OBJECTIVE. Rewrite each of the items below, swapping "thickest part" for "widest part" wherever it occurs and keeping everything else the same.

— Start of DATASET CONTENT —

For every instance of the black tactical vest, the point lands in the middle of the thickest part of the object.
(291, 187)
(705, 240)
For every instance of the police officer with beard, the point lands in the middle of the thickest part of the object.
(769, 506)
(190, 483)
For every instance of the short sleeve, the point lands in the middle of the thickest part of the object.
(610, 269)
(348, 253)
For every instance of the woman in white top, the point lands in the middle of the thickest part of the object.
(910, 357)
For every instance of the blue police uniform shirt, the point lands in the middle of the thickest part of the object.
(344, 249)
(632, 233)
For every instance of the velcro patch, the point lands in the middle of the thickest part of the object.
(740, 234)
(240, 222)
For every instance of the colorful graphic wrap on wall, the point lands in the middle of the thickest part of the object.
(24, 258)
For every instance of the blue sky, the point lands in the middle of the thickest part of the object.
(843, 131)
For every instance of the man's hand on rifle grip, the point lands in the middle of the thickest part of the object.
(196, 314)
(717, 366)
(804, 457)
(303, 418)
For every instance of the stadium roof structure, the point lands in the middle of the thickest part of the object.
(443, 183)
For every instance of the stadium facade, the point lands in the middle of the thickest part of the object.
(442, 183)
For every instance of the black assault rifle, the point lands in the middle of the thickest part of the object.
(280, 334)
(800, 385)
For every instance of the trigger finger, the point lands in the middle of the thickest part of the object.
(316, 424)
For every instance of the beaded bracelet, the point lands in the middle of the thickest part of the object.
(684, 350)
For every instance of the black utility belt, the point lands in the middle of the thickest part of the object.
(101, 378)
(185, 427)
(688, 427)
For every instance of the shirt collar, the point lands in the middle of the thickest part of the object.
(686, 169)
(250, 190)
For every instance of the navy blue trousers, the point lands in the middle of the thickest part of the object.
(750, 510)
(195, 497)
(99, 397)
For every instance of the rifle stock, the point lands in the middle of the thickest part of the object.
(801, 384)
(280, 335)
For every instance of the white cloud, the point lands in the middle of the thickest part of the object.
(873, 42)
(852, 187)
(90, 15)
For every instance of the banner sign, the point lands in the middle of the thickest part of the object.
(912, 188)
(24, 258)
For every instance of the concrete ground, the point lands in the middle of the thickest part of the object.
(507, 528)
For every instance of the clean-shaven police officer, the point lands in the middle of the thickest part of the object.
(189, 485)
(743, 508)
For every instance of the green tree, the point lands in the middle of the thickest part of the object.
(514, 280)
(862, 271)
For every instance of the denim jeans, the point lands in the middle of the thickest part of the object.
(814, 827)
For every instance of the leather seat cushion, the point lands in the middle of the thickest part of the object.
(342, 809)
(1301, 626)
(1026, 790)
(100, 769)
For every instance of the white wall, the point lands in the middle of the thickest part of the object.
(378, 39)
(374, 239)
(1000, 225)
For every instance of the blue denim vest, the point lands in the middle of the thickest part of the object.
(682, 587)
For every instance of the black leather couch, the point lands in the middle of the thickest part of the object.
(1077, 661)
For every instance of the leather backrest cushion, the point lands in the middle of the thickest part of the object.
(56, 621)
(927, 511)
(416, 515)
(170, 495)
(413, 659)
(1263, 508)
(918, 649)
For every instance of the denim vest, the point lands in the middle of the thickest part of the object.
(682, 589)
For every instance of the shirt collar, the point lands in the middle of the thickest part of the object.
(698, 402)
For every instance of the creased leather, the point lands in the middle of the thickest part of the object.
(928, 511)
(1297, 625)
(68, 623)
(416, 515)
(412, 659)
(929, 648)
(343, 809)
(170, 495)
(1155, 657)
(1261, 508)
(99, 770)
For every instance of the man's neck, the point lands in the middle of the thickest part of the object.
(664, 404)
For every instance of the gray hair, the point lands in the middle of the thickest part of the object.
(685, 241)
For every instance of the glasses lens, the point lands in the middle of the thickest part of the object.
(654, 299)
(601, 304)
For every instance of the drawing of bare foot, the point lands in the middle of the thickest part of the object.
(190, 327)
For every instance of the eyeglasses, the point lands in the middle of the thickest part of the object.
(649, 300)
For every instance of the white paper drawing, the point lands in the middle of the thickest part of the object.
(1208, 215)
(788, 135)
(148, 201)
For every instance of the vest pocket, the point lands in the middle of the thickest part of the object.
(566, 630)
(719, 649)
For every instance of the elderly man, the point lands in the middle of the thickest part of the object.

— End of DATASET CONTENT —

REPLY.
For every instance of the black tactical vest, the point lands in the middle of the widest part of the object.
(291, 187)
(705, 240)
For every instance of the police officer with beard, the point lands in the middle of the widest part of the object.
(769, 506)
(190, 483)
For every instance of the short sleeve, the point lands in the middle of the widest part of the object.
(610, 269)
(348, 253)
For every instance of the woman in white top, the point lands in the middle of the widest part of the object.
(910, 357)
For every instance of the blue police uniform shirt, the point lands in the middle of the widest part of the object.
(344, 249)
(632, 233)
For every instance of the velcro patch, the point lands in the middle of the widest part of the object.
(740, 234)
(240, 222)
For every instance of the colorful graphic wrap on wall, the point lands in the middle of the widest part of the object.
(24, 258)
For every instance of the blue sky, the point lands in the middle of the widest part of the object.
(843, 131)
For every instance of the man's hand on rifle grip, the point lands in the middle of the widest part of the object.
(196, 314)
(717, 366)
(804, 457)
(303, 418)
For every instance of the stadium roof structure, the point lands in the middle of the widest part of the object.
(443, 183)
For every instance of the stadium facade, the point lands in the middle of the widest part of the object.
(442, 183)
For every instance of the black assault rifle, the point lands in the middle of the widest part of the object.
(280, 334)
(800, 385)
For every instance of the trigger finger, the point lands in the middle of the widest part of the object.
(316, 424)
For every instance of the beaded bracelet, the point lands in the middle of the widest part of the object.
(684, 350)
For every instance of the black utility belt, the point lands in the middle of the widest part of the object.
(101, 378)
(185, 427)
(688, 427)
For every instance of the shirt collar, the point lands in the middle of the widest part of the object.
(686, 169)
(250, 190)
For every instance of the navy blue trousers, the point lands in the middle of the widest part of the object.
(750, 510)
(195, 497)
(99, 397)
For every instance of the rifle stock, the point lands in the middle of the widest part of the object.
(801, 384)
(280, 335)
For every instance of the white cloud, the point lands in the middle of the widest part of the object.
(873, 42)
(852, 187)
(90, 15)
For every instance of the banner sign, the point lands in the middle of the widest part of the object.
(912, 188)
(24, 258)
For every instance of the concrete ground, the point lands in the middle of the widest part of the object.
(507, 528)
For every instance of the clean-shaven police officer, the point lands in the middle of the widest part of the object.
(189, 485)
(743, 508)
For every instance of the green tree, the point lands in the middle of the widest part of the object.
(514, 280)
(862, 271)
For every instance of the denim jeans, the point lands in the middle of the widest part of the object.
(814, 827)
For every instance of the leather seat cushion, the point lands in the middle of the widest part of the object.
(342, 809)
(1301, 626)
(1026, 790)
(100, 769)
For every instance of the white wall, the point lands in the middle of the widest part of the object.
(378, 39)
(374, 239)
(1000, 225)
For every instance of the blue denim vest, the point lands in the middle of the widest part of the object.
(682, 587)
For every instance of the black leather couch, the point lands in the middle of the widest part of the object.
(1077, 661)
For every instance of the leather backrest cushion, the point lands in the middle of the widest part of the object.
(56, 621)
(927, 511)
(416, 515)
(170, 495)
(413, 659)
(1263, 508)
(918, 649)
For every instance of the denim vest, the point lands in the middle of the widest part of the object.
(682, 589)
For every instance of the shirt collar, the point lands in the middle of the widest part of the object.
(698, 402)
For every instance of the creased leather, the point lands in the middle of the widest part of the object.
(928, 511)
(1297, 625)
(68, 623)
(416, 515)
(412, 659)
(929, 648)
(343, 809)
(170, 495)
(1155, 657)
(1261, 508)
(99, 770)
For every instance of the man's neck, the point lands in the middle of the widest part of the object.
(664, 404)
For every instance of the gray hair, the point lands in the middle of the widest part of the object.
(685, 241)
For every instance of the glasses lens, the point lands in the middle of the widest part of the object.
(654, 299)
(601, 304)
For every instance of the drawing of bare foot, the point lands in the middle of the widest part of the object.
(190, 327)
For every instance of the eyeglasses, the point lands in the middle of the widest part of the object.
(649, 300)
For every instance of the white paper drawing, the point lands in the middle of the widest part of the object.
(1208, 215)
(788, 135)
(148, 201)
For every instance of the vest pocket, the point lands in the middle of the widest part of the object.
(566, 630)
(719, 649)
For every instance of the elderly man, the point lands in the middle of the widest part of the object.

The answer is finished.